Given data:

◆ ◆ ◆ ◆

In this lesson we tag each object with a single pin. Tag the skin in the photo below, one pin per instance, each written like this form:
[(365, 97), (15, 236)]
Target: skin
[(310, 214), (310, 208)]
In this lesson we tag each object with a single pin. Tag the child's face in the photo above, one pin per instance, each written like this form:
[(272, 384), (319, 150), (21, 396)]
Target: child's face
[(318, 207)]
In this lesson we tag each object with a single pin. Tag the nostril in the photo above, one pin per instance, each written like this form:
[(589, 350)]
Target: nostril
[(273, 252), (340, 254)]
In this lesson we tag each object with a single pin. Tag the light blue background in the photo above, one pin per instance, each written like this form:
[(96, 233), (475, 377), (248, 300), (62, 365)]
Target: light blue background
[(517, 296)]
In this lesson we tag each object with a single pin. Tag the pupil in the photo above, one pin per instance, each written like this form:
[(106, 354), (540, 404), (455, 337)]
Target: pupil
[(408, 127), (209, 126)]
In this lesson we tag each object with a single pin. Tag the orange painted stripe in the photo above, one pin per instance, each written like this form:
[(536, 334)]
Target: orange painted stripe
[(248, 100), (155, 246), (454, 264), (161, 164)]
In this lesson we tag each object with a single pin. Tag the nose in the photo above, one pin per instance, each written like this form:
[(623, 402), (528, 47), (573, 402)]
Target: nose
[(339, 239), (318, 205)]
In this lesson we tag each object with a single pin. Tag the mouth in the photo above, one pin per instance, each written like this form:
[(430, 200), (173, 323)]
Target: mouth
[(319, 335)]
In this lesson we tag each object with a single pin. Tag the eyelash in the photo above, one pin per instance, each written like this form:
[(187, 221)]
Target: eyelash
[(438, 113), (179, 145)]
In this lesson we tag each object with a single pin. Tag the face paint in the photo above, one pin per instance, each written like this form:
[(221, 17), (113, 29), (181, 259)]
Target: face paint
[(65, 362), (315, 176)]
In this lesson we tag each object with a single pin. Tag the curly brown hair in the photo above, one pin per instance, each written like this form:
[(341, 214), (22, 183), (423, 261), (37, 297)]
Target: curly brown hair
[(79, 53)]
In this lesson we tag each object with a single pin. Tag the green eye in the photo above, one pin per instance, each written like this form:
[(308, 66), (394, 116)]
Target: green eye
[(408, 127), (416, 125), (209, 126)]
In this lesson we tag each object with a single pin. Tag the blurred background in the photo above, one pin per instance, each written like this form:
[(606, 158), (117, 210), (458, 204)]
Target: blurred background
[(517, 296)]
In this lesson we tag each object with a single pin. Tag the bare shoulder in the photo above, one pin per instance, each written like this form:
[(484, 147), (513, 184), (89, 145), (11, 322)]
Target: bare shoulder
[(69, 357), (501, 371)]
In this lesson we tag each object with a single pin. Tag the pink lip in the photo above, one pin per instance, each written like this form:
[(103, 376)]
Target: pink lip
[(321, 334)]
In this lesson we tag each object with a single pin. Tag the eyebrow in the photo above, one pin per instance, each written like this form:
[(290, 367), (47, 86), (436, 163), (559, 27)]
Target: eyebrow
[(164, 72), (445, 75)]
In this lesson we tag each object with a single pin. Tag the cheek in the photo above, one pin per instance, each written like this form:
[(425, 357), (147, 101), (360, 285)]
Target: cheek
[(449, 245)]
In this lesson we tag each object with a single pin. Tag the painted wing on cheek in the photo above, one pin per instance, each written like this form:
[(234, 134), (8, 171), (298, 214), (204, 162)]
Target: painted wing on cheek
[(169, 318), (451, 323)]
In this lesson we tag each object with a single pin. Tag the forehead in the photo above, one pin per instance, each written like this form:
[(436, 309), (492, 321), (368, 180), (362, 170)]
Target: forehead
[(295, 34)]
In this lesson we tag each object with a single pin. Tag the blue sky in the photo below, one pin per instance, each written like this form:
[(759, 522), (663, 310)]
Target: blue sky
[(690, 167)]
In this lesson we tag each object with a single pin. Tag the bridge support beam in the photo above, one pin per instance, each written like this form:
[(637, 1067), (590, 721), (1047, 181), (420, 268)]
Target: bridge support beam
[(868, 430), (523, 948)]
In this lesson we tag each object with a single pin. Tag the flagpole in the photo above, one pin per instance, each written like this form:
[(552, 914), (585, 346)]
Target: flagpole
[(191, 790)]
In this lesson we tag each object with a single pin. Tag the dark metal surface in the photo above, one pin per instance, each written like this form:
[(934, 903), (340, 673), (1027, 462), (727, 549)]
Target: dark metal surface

◆ ◆ ◆ ◆

Task details: Extract, from the listing above, every line where the string "metal" occurs.

Task result:
In this lesson we tag each object with a single pin. Tag the dark metal surface in the photo above, one pin per instance, each written like this form:
Target: dark metal surface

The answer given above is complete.